DATA FOR PROCESSING start
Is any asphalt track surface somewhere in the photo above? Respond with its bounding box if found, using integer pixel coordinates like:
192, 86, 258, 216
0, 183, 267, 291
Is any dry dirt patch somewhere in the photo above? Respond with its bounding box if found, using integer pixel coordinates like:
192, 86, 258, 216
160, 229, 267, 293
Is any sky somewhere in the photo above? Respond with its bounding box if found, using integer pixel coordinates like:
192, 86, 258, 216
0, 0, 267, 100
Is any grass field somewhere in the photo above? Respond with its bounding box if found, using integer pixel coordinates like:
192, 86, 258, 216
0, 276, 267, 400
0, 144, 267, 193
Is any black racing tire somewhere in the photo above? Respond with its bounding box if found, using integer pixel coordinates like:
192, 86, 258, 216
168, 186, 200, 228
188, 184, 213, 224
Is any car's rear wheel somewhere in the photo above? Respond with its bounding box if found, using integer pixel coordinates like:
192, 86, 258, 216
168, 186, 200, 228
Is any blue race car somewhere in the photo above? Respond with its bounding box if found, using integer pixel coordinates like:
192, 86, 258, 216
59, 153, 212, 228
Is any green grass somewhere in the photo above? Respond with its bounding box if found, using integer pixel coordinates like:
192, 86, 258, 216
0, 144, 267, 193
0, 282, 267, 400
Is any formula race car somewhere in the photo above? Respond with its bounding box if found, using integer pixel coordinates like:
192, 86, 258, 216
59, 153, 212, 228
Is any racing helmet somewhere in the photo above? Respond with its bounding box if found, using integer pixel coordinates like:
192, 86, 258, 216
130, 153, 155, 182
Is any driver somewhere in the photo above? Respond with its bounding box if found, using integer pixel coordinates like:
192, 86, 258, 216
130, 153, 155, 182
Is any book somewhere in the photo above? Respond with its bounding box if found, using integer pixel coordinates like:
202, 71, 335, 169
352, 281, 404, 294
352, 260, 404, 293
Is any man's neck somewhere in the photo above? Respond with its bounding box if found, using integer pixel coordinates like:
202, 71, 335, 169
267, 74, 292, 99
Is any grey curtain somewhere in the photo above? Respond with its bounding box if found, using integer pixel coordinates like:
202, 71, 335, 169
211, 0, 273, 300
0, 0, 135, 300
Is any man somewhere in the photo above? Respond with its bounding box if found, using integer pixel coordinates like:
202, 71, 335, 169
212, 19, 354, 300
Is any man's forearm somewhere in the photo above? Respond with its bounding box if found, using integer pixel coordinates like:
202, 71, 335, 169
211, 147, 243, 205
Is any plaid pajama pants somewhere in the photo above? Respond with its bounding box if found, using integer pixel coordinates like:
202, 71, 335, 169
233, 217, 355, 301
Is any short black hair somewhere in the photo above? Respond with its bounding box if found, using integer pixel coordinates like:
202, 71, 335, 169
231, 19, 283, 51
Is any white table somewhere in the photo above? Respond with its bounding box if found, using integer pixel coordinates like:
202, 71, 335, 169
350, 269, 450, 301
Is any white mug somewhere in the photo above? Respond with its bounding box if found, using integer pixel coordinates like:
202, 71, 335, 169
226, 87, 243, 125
DATA FOR PROCESSING end
§ **SHORT TASK**: Recast the entire listing above as a numbered list with one line per item, omitting blank lines.

§ **ANSWER TO THE PROBLEM**:
1. Is any asphalt track surface somewhere in the photo above? Respond with its bounding box if found, using integer pixel coordinates like:
2. 192, 86, 258, 216
3. 0, 183, 267, 291
4. Is any dry dirt patch somewhere in the photo above? Respond with its bounding box if found, using integer pixel coordinates like:
5. 192, 86, 258, 216
6. 160, 229, 267, 293
7. Is any sky somewhere in the photo above? Respond with its bounding box if found, using integer pixel coordinates like:
8. 192, 86, 258, 216
9. 0, 0, 267, 100
10. Is any grass field somewhere in the photo above? Respond with its bounding box if found, using integer pixel coordinates like:
11. 192, 86, 258, 216
12. 0, 276, 267, 400
13. 0, 144, 267, 193
14. Is any black racing tire somewhere in the photo above? Respond with its bounding box if found, using integer pixel coordinates like:
15. 192, 86, 258, 216
16. 168, 186, 200, 228
17. 188, 184, 213, 224
18. Is any car's rear wheel somewhere in the photo above? Respond with its bounding box if found, using integer pixel coordinates like:
19. 192, 86, 258, 216
20. 168, 186, 200, 228
21. Is any blue race car somewhere in the photo above? Respond with its bounding box if found, using integer pixel coordinates like:
22. 192, 86, 258, 216
23. 59, 153, 212, 228
24. Is any green grass somewhere in the photo above? Respond with its bounding box if found, using integer pixel coordinates like:
25. 192, 86, 258, 216
26. 0, 144, 267, 193
27. 0, 282, 267, 400
28. Is any formula race car somewhere in the photo above? Respond with its bounding box if found, using integer pixel coordinates like:
29. 192, 86, 258, 216
30. 59, 153, 212, 228
31. Is any racing helmet somewhere in the photo above? Respond with its bounding box if found, using integer pixel coordinates like:
32. 192, 86, 258, 216
33. 130, 153, 155, 182
34. Is any driver somewhere in the photo above? Respond with its bounding box if found, using integer pixel coordinates like:
35. 192, 86, 258, 216
36. 130, 153, 155, 182
37. Is any book somewhere in the photo above? Respond with its bounding box if found, using integer pixel coordinates like:
38. 202, 71, 335, 169
39. 352, 281, 404, 294
40. 352, 260, 404, 293
41. Is any man's neck somewhere in the photo above? Respond with its bounding box if found, using integer pixel coordinates like:
42. 202, 71, 335, 169
43. 267, 74, 292, 99
44. Is any grey curtain somewhere in the photo above? Respond with its bounding box if found, using integer pixel coordinates like:
45. 202, 71, 335, 169
46. 211, 0, 273, 300
47. 0, 0, 135, 300
48. Is any man somewhere in the photo above? Respond with its bounding box if found, using integer pixel coordinates like:
49. 202, 71, 335, 169
50. 212, 19, 354, 300
51. Is any man's forearm somewhere in the photo above? Respond with its bounding box if found, using integer pixel coordinates like:
52. 202, 71, 335, 169
53. 211, 147, 243, 205
54. Is any plaid pajama pants somewhere in the photo above? Respond with its bounding box if found, using integer pixel coordinates like:
55. 202, 71, 335, 169
56. 233, 217, 355, 301
57. Is any short black hair somewhere in the photo above? Respond with its bounding box if found, using integer pixel coordinates like:
58. 202, 71, 335, 169
59. 231, 19, 283, 51
60. Is any white table somewhere in the photo above? Respond with its bounding box if found, using integer pixel coordinates like:
61. 202, 71, 335, 169
62. 350, 269, 450, 301
63. Is any white mug somewhere in the photo above? Respond with its bounding box if found, using integer pixel coordinates like:
64. 202, 71, 335, 169
65. 226, 87, 243, 125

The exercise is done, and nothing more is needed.